# Problem details
When you reach the line containing "Target: green awning" in the data below, reproduce it and every line that follows, exactly and without additions.

[Data records]
· · ·
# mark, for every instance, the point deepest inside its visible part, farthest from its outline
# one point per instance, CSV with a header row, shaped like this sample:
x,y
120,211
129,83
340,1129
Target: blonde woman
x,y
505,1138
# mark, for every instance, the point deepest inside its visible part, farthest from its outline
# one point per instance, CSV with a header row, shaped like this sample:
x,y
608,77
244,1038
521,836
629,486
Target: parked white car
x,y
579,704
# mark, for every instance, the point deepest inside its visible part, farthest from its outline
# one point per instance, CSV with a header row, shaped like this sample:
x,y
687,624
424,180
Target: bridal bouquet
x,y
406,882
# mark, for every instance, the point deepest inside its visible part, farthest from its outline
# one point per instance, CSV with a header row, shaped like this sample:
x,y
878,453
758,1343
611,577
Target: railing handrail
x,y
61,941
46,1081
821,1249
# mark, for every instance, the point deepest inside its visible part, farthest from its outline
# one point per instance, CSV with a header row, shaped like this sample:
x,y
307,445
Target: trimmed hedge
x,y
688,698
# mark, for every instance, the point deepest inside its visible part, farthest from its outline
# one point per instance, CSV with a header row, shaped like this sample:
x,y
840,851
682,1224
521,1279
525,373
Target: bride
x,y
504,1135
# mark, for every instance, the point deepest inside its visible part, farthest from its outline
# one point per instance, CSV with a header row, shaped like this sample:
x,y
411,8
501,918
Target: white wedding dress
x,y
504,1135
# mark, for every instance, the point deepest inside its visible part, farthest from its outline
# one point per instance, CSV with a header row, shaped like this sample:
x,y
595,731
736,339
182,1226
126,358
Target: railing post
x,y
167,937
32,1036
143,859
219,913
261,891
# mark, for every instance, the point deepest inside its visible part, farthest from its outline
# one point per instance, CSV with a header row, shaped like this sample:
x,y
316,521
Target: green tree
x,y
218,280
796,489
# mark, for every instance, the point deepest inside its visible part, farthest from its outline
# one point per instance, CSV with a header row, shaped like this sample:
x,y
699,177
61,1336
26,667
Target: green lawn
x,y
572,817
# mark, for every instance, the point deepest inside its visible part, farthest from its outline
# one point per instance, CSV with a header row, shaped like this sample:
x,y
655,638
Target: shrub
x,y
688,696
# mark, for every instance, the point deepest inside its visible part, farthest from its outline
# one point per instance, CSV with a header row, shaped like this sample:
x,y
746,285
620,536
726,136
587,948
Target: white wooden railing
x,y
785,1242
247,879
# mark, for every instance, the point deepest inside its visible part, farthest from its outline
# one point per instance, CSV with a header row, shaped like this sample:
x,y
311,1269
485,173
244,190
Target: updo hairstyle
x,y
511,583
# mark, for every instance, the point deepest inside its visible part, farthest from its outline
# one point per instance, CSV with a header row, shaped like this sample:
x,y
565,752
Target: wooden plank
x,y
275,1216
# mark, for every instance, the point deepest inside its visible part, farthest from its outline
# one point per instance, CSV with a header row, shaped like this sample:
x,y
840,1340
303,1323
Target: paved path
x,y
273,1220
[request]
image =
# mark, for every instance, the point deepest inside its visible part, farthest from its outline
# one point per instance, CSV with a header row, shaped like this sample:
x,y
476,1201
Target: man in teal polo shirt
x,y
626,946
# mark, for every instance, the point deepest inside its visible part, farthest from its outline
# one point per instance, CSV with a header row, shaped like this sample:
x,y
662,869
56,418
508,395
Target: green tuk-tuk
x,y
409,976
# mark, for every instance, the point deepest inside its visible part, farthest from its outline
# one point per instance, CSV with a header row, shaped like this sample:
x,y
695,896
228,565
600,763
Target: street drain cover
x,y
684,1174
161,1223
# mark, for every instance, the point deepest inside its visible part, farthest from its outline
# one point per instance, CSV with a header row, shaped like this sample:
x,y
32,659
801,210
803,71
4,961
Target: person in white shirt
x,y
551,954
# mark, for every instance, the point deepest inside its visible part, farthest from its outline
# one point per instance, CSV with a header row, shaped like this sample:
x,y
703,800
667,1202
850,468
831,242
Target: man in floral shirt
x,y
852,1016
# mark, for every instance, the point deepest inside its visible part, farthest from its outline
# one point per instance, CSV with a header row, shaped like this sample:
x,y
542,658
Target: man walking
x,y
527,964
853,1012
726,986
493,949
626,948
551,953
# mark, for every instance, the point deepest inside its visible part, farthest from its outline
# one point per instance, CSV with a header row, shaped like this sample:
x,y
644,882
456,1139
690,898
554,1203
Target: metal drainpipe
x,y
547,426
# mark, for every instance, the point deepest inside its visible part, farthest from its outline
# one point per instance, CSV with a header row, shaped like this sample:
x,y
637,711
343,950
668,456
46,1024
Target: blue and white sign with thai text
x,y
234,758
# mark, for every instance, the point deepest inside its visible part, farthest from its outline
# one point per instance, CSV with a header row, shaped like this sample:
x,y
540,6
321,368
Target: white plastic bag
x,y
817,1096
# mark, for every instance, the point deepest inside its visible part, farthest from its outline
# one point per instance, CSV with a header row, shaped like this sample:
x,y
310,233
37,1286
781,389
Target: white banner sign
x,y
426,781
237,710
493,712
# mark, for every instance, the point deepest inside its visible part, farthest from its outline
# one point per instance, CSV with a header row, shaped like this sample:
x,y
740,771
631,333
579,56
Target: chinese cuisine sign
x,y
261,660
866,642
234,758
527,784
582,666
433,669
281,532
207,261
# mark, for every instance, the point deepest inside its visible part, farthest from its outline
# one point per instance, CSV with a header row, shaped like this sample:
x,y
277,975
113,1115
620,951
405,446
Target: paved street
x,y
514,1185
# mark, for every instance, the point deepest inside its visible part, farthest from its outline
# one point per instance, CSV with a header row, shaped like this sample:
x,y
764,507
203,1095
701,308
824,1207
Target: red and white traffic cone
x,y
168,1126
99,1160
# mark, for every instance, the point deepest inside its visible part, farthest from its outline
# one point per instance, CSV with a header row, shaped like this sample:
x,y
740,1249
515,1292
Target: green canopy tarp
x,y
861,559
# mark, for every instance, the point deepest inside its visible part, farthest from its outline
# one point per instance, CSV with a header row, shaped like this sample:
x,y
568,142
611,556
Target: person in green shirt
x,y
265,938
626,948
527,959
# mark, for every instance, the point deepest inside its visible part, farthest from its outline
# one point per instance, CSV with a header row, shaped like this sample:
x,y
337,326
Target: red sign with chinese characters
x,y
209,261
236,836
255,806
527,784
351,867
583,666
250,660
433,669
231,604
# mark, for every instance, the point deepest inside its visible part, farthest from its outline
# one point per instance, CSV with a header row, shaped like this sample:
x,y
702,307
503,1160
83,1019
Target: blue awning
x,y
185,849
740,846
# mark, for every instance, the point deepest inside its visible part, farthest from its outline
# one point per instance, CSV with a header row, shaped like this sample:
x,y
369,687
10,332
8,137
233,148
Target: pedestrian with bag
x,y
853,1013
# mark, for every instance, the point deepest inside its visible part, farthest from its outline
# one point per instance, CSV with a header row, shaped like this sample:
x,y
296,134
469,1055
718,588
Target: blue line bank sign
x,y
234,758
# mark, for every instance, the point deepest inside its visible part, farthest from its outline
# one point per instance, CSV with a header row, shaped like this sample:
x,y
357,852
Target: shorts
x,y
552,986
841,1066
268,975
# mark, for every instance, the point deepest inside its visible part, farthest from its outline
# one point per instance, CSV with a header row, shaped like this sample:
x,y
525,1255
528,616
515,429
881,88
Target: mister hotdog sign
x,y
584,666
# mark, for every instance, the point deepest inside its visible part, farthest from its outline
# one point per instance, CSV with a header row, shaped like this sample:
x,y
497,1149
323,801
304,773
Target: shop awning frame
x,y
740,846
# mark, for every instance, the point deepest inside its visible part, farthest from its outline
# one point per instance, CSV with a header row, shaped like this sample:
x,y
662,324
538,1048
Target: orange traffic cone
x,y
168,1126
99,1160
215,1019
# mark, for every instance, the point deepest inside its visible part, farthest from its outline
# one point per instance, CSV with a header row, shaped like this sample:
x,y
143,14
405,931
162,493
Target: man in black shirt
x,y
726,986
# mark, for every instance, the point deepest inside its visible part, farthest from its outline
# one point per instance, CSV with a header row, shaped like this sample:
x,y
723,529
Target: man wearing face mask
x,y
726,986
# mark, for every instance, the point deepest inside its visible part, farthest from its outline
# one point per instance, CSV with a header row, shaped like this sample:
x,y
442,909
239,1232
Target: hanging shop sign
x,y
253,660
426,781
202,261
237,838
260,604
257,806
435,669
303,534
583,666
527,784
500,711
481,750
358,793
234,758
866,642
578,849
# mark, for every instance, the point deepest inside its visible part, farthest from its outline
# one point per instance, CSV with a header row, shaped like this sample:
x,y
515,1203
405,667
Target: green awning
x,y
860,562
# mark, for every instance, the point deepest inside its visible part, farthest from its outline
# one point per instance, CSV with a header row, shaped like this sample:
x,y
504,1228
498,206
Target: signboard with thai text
· · ·
# Response area
Target: green awning
x,y
860,562
# mark, for every instance, the point deepest inside its visible part, farthest from its outline
# one point per instance, CSV with a header row, shaped like this sample:
x,y
504,1228
498,206
Target: signboard with thai text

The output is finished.